## DIRECTIONS:
Copy every line of the items below exactly as it appears, leaving out the pictures.

## MATERIAL FOR THE TASK:

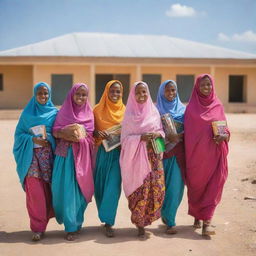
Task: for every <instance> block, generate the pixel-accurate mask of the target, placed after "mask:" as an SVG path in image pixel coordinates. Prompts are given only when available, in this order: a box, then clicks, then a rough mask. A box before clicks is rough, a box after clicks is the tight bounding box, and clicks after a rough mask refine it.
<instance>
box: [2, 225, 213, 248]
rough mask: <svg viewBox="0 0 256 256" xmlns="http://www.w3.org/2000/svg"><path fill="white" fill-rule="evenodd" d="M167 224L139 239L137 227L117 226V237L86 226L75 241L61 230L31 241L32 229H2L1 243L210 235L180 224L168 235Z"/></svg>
mask: <svg viewBox="0 0 256 256" xmlns="http://www.w3.org/2000/svg"><path fill="white" fill-rule="evenodd" d="M165 228H166V226H165V225H159V228H158V229H153V228H150V227H146V233H147V235H146V237H145V238H144V239H139V238H138V237H137V229H136V228H115V237H113V238H107V237H106V236H105V234H104V228H103V226H90V227H84V228H83V229H82V230H81V232H80V234H79V235H78V236H77V239H76V240H75V241H72V242H69V241H67V240H65V234H66V233H65V232H64V231H61V230H51V231H47V232H46V233H45V236H44V238H43V239H42V240H41V241H39V242H33V241H31V235H32V234H31V231H17V232H9V233H8V232H5V231H0V243H26V244H38V243H40V244H62V243H63V244H65V243H81V242H86V241H94V242H95V243H99V244H115V243H124V242H128V241H136V240H147V239H150V237H151V236H157V237H161V238H165V239H172V238H182V239H189V240H191V239H192V240H205V239H211V238H210V237H203V236H202V235H201V234H200V232H198V231H195V230H194V229H193V228H192V227H191V226H178V227H177V231H178V233H177V234H175V235H167V234H166V233H165Z"/></svg>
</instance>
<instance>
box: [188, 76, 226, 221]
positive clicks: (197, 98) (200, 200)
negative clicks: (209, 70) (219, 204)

## RESPONSE TO THIS TASK:
Task: for every <instance> block, generate the pixel-accurate mask of the target, placed after "mask:" as an SVG path in image pixel coordinates. Prompts are given only when available, in this order: a box, then clicks, then a rough mask. A box before clicks is rough, a box after clicks is the tight bounding box, and clicks after a rough mask refine it.
<instance>
box: [2, 225, 213, 248]
rough mask: <svg viewBox="0 0 256 256" xmlns="http://www.w3.org/2000/svg"><path fill="white" fill-rule="evenodd" d="M167 224L139 239L137 227L117 226V237L86 226L75 241L61 230L31 241L32 229H2L1 243L210 235L180 224L168 235Z"/></svg>
mask: <svg viewBox="0 0 256 256" xmlns="http://www.w3.org/2000/svg"><path fill="white" fill-rule="evenodd" d="M165 228H166V226H165V225H159V228H158V229H153V228H150V227H146V233H147V235H146V237H145V238H144V239H139V238H138V237H137V229H136V228H115V237H113V238H107V237H106V236H105V234H104V228H103V226H90V227H84V228H83V229H82V230H81V232H80V234H79V235H78V236H77V239H76V240H75V241H72V242H69V241H67V240H65V234H66V233H65V232H64V231H61V230H51V231H47V232H46V233H45V236H44V238H43V239H42V240H41V241H39V242H33V241H31V235H32V234H31V231H17V232H9V233H8V232H5V231H0V243H26V244H38V243H40V244H62V243H63V244H65V243H81V242H86V241H94V242H95V243H99V244H115V243H124V242H128V241H136V240H147V239H150V237H151V236H157V237H161V238H165V239H172V238H182V239H189V240H191V239H192V240H205V239H211V238H210V237H203V236H202V235H201V234H200V232H198V231H195V230H194V229H193V228H192V227H191V226H178V227H177V231H178V233H177V234H175V235H167V234H166V233H165Z"/></svg>
</instance>
<instance>
box: [188, 76, 226, 221]
positive clicks: (197, 98) (200, 200)
negative clicks: (209, 70) (219, 204)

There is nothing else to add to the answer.